What the task asks:
An exact copy is needed of each line from the one including "column 105, row 153" through the last line of the entries, both ends counted, with nothing added.

-=-=-

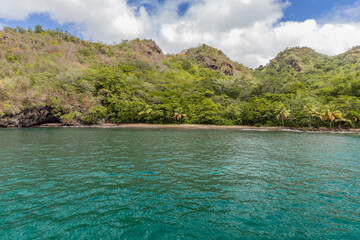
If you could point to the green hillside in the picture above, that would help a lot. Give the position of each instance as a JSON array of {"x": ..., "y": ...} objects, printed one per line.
[{"x": 52, "y": 76}]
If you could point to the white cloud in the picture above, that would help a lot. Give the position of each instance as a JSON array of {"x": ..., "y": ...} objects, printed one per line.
[
  {"x": 343, "y": 14},
  {"x": 248, "y": 31},
  {"x": 107, "y": 20}
]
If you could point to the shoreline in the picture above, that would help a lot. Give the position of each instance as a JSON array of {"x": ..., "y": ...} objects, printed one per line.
[{"x": 201, "y": 126}]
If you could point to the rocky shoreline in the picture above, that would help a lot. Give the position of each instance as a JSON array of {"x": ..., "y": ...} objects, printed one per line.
[
  {"x": 42, "y": 117},
  {"x": 199, "y": 126}
]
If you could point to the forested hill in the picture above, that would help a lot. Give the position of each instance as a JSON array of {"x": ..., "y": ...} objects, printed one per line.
[{"x": 52, "y": 76}]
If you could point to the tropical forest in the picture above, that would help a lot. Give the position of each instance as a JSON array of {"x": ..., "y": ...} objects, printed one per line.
[{"x": 53, "y": 76}]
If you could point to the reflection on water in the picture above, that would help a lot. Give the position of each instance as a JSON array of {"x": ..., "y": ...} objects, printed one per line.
[{"x": 178, "y": 184}]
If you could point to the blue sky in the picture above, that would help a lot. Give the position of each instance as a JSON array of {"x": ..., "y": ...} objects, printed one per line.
[
  {"x": 298, "y": 10},
  {"x": 249, "y": 31}
]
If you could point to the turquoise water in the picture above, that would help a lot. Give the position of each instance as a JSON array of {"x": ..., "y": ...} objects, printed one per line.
[{"x": 178, "y": 184}]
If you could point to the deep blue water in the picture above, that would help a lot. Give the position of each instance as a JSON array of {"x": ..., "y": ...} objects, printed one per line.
[{"x": 85, "y": 183}]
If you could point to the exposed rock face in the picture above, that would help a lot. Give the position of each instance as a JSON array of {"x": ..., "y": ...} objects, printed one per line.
[
  {"x": 29, "y": 117},
  {"x": 214, "y": 59}
]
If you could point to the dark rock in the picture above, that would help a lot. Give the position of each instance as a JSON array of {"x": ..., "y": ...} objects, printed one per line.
[{"x": 29, "y": 117}]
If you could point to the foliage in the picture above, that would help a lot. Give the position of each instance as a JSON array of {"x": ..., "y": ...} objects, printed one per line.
[{"x": 134, "y": 82}]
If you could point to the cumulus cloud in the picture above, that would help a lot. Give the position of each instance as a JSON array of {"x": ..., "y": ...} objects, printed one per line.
[
  {"x": 248, "y": 31},
  {"x": 107, "y": 20}
]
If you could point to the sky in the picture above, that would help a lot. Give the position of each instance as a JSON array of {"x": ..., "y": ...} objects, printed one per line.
[{"x": 249, "y": 31}]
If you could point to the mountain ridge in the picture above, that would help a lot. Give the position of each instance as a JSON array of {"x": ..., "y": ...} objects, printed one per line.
[{"x": 52, "y": 76}]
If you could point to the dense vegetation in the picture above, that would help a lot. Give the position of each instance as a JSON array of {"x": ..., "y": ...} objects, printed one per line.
[{"x": 134, "y": 82}]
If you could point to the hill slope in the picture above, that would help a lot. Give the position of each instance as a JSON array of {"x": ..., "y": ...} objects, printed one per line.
[{"x": 51, "y": 76}]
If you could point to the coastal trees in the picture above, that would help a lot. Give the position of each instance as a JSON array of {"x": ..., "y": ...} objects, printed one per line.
[
  {"x": 310, "y": 111},
  {"x": 282, "y": 112}
]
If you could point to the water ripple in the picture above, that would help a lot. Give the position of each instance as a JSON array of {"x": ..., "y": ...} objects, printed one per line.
[{"x": 178, "y": 184}]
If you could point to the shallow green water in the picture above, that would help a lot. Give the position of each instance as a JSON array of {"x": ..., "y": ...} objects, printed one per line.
[{"x": 178, "y": 184}]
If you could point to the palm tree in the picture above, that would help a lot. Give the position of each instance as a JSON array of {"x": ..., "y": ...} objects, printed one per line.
[
  {"x": 282, "y": 113},
  {"x": 332, "y": 113},
  {"x": 147, "y": 110},
  {"x": 311, "y": 111},
  {"x": 179, "y": 115}
]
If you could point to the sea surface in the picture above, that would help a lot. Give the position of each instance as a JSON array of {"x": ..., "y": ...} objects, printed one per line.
[{"x": 87, "y": 183}]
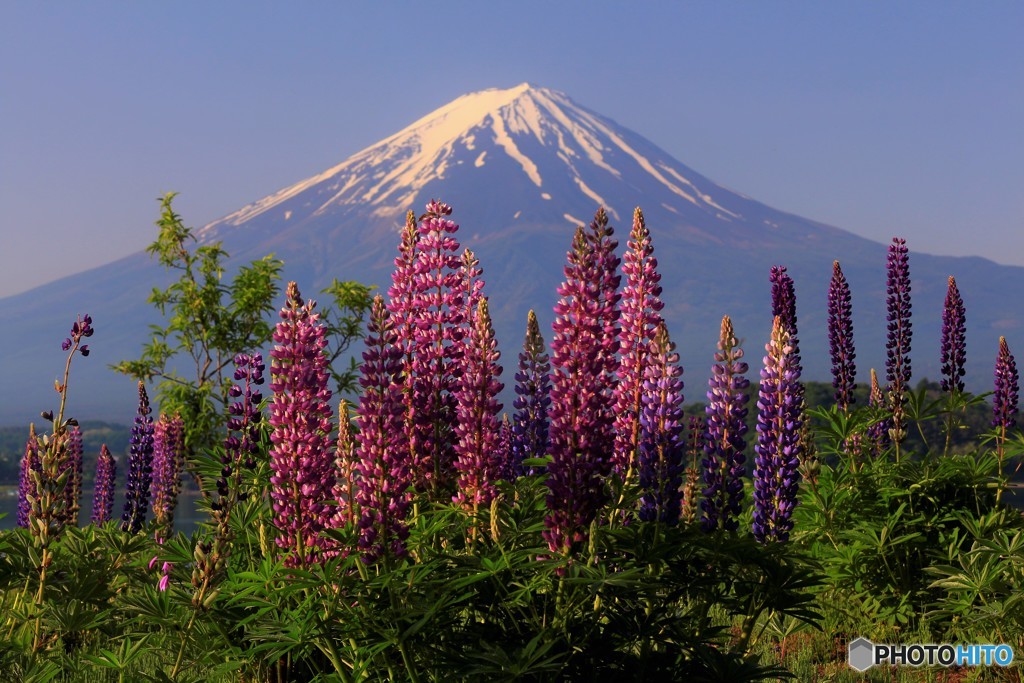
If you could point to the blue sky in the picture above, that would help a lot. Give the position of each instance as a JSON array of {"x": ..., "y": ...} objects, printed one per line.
[{"x": 881, "y": 118}]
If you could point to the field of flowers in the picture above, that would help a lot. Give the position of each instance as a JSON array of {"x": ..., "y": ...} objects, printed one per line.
[{"x": 594, "y": 532}]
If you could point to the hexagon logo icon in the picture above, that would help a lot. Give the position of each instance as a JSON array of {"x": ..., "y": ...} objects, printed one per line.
[{"x": 861, "y": 654}]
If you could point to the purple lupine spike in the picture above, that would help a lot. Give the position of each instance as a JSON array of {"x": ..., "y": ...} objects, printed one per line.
[
  {"x": 640, "y": 305},
  {"x": 476, "y": 415},
  {"x": 383, "y": 469},
  {"x": 73, "y": 465},
  {"x": 776, "y": 466},
  {"x": 168, "y": 460},
  {"x": 724, "y": 443},
  {"x": 27, "y": 488},
  {"x": 439, "y": 314},
  {"x": 579, "y": 419},
  {"x": 899, "y": 334},
  {"x": 139, "y": 476},
  {"x": 105, "y": 483},
  {"x": 1007, "y": 389},
  {"x": 344, "y": 470},
  {"x": 532, "y": 389},
  {"x": 662, "y": 443},
  {"x": 302, "y": 469},
  {"x": 953, "y": 339},
  {"x": 841, "y": 339}
]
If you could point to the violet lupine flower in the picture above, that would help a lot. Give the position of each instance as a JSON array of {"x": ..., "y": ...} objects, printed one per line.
[
  {"x": 478, "y": 461},
  {"x": 73, "y": 465},
  {"x": 439, "y": 313},
  {"x": 724, "y": 443},
  {"x": 29, "y": 472},
  {"x": 383, "y": 469},
  {"x": 1007, "y": 389},
  {"x": 953, "y": 339},
  {"x": 841, "y": 339},
  {"x": 168, "y": 460},
  {"x": 532, "y": 389},
  {"x": 641, "y": 304},
  {"x": 139, "y": 475},
  {"x": 105, "y": 483},
  {"x": 900, "y": 334},
  {"x": 776, "y": 466},
  {"x": 579, "y": 417},
  {"x": 662, "y": 445},
  {"x": 302, "y": 472}
]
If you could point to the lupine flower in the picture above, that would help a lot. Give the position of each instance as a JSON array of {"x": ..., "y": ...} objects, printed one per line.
[
  {"x": 105, "y": 482},
  {"x": 841, "y": 339},
  {"x": 878, "y": 434},
  {"x": 724, "y": 443},
  {"x": 641, "y": 305},
  {"x": 532, "y": 389},
  {"x": 579, "y": 417},
  {"x": 476, "y": 424},
  {"x": 1007, "y": 389},
  {"x": 29, "y": 471},
  {"x": 776, "y": 466},
  {"x": 438, "y": 298},
  {"x": 139, "y": 475},
  {"x": 662, "y": 443},
  {"x": 168, "y": 460},
  {"x": 302, "y": 472},
  {"x": 899, "y": 336},
  {"x": 953, "y": 339},
  {"x": 384, "y": 476}
]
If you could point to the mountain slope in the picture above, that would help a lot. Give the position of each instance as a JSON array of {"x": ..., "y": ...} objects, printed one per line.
[{"x": 522, "y": 167}]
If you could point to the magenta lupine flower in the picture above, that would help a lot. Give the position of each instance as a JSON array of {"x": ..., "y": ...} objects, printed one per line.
[
  {"x": 168, "y": 460},
  {"x": 662, "y": 443},
  {"x": 532, "y": 389},
  {"x": 438, "y": 300},
  {"x": 953, "y": 339},
  {"x": 900, "y": 334},
  {"x": 580, "y": 421},
  {"x": 1007, "y": 388},
  {"x": 105, "y": 483},
  {"x": 383, "y": 472},
  {"x": 724, "y": 443},
  {"x": 27, "y": 487},
  {"x": 139, "y": 476},
  {"x": 302, "y": 472},
  {"x": 477, "y": 459},
  {"x": 776, "y": 465},
  {"x": 841, "y": 338},
  {"x": 641, "y": 304}
]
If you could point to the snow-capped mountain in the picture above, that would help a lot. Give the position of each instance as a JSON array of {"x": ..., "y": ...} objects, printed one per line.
[{"x": 522, "y": 167}]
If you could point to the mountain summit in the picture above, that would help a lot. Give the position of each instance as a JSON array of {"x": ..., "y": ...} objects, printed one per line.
[{"x": 522, "y": 167}]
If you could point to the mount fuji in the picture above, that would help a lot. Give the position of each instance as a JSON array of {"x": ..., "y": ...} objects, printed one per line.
[{"x": 522, "y": 168}]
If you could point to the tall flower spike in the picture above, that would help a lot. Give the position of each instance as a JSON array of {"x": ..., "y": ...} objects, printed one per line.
[
  {"x": 662, "y": 444},
  {"x": 168, "y": 459},
  {"x": 579, "y": 421},
  {"x": 139, "y": 475},
  {"x": 899, "y": 335},
  {"x": 776, "y": 466},
  {"x": 532, "y": 389},
  {"x": 476, "y": 424},
  {"x": 724, "y": 443},
  {"x": 953, "y": 339},
  {"x": 28, "y": 474},
  {"x": 302, "y": 472},
  {"x": 641, "y": 305},
  {"x": 841, "y": 339},
  {"x": 383, "y": 470},
  {"x": 105, "y": 482}
]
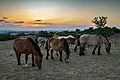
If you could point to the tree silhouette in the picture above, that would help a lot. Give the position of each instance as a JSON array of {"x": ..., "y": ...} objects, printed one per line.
[{"x": 100, "y": 22}]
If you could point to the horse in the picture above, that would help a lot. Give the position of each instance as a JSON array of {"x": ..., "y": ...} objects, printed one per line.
[
  {"x": 58, "y": 45},
  {"x": 28, "y": 46},
  {"x": 41, "y": 40},
  {"x": 71, "y": 41},
  {"x": 96, "y": 40}
]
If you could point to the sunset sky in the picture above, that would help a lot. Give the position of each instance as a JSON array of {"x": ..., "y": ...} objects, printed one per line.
[{"x": 32, "y": 13}]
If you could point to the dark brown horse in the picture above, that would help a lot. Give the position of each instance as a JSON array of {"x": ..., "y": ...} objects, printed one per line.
[
  {"x": 59, "y": 45},
  {"x": 28, "y": 46},
  {"x": 71, "y": 41},
  {"x": 96, "y": 40}
]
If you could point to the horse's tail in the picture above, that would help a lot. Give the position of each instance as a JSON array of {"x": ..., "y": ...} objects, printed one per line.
[
  {"x": 14, "y": 48},
  {"x": 46, "y": 45},
  {"x": 78, "y": 41},
  {"x": 66, "y": 46}
]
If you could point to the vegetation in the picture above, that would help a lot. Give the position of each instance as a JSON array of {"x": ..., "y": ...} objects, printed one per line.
[
  {"x": 100, "y": 22},
  {"x": 4, "y": 37},
  {"x": 105, "y": 31}
]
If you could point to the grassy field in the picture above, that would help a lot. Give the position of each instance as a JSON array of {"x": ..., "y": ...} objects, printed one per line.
[{"x": 88, "y": 67}]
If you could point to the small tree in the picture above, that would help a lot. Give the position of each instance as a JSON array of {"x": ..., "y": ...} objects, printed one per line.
[{"x": 100, "y": 22}]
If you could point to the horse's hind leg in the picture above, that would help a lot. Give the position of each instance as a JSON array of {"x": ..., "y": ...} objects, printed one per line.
[
  {"x": 75, "y": 49},
  {"x": 81, "y": 52},
  {"x": 99, "y": 50},
  {"x": 18, "y": 58},
  {"x": 60, "y": 52},
  {"x": 47, "y": 54},
  {"x": 93, "y": 53},
  {"x": 26, "y": 58},
  {"x": 33, "y": 64},
  {"x": 52, "y": 54}
]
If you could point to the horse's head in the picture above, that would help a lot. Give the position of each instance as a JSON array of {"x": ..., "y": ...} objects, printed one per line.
[
  {"x": 38, "y": 61},
  {"x": 108, "y": 47},
  {"x": 67, "y": 50}
]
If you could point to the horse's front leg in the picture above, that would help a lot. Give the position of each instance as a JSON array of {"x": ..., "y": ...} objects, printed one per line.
[
  {"x": 93, "y": 53},
  {"x": 52, "y": 54},
  {"x": 33, "y": 64},
  {"x": 47, "y": 54},
  {"x": 81, "y": 51},
  {"x": 60, "y": 52},
  {"x": 18, "y": 55},
  {"x": 26, "y": 58},
  {"x": 99, "y": 47},
  {"x": 75, "y": 49}
]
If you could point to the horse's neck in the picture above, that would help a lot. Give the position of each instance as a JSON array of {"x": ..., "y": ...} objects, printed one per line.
[{"x": 105, "y": 41}]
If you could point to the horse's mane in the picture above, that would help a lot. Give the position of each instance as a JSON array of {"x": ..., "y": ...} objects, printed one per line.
[
  {"x": 104, "y": 37},
  {"x": 35, "y": 46},
  {"x": 66, "y": 45}
]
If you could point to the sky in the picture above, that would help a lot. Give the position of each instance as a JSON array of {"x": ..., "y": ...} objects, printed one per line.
[{"x": 37, "y": 13}]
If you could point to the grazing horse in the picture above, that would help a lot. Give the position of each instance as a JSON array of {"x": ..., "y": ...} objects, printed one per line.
[
  {"x": 28, "y": 46},
  {"x": 71, "y": 41},
  {"x": 58, "y": 45},
  {"x": 42, "y": 41},
  {"x": 93, "y": 40}
]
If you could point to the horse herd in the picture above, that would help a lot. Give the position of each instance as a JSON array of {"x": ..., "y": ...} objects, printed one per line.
[{"x": 59, "y": 44}]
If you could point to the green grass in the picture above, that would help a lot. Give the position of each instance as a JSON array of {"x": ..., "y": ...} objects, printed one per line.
[{"x": 88, "y": 67}]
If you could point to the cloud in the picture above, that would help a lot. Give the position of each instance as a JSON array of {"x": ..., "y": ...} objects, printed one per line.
[
  {"x": 19, "y": 22},
  {"x": 38, "y": 20},
  {"x": 43, "y": 23},
  {"x": 5, "y": 18},
  {"x": 2, "y": 20}
]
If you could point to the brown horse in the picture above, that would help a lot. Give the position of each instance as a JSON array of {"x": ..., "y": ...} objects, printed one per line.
[
  {"x": 96, "y": 40},
  {"x": 28, "y": 46},
  {"x": 71, "y": 41},
  {"x": 59, "y": 45}
]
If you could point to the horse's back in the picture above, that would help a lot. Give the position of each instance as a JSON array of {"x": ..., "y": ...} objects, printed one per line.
[
  {"x": 91, "y": 39},
  {"x": 21, "y": 45},
  {"x": 55, "y": 43}
]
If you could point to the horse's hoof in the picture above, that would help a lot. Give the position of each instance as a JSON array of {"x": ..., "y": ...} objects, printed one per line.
[
  {"x": 19, "y": 63},
  {"x": 26, "y": 65},
  {"x": 33, "y": 65},
  {"x": 46, "y": 58},
  {"x": 52, "y": 58},
  {"x": 61, "y": 60}
]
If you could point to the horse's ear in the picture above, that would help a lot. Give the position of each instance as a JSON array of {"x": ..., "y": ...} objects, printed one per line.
[{"x": 110, "y": 44}]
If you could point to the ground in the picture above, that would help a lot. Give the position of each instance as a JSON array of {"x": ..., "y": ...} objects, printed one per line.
[{"x": 88, "y": 67}]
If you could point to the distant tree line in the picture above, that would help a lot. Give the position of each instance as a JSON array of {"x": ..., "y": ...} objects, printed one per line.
[{"x": 100, "y": 23}]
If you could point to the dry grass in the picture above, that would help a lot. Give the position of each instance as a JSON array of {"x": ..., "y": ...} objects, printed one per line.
[{"x": 88, "y": 67}]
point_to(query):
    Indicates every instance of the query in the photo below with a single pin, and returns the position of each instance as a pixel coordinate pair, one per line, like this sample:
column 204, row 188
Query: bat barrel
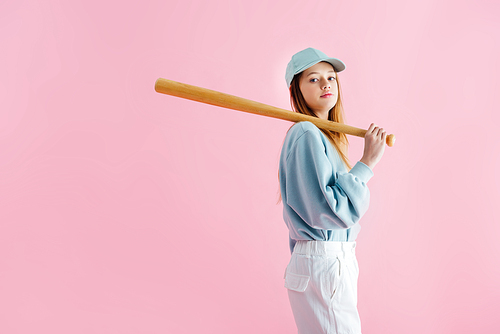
column 224, row 100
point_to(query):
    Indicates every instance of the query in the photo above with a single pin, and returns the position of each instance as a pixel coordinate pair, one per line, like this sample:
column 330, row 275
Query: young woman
column 323, row 200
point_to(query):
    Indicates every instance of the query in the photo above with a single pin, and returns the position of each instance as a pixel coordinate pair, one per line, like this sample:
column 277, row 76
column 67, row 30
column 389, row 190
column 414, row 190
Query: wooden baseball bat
column 224, row 100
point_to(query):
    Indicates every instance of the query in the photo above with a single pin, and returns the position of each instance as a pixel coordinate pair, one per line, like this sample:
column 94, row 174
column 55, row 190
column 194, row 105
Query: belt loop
column 308, row 249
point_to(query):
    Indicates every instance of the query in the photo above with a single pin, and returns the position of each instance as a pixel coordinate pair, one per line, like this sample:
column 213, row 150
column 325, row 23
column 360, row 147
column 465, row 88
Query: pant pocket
column 296, row 282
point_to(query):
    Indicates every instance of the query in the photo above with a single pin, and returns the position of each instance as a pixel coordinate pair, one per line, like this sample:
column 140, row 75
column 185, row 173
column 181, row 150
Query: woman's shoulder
column 300, row 128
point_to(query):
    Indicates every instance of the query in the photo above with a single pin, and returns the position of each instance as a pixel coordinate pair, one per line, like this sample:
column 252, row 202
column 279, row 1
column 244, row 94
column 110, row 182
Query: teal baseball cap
column 306, row 58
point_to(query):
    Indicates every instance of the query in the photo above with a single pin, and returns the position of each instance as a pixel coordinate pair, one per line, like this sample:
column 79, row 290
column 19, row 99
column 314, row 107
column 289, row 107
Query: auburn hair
column 338, row 140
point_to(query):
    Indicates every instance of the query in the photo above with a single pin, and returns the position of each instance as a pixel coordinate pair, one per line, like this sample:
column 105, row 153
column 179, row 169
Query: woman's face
column 318, row 85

-=-=-

Exercise result:
column 105, row 153
column 179, row 169
Query: woman's face
column 318, row 85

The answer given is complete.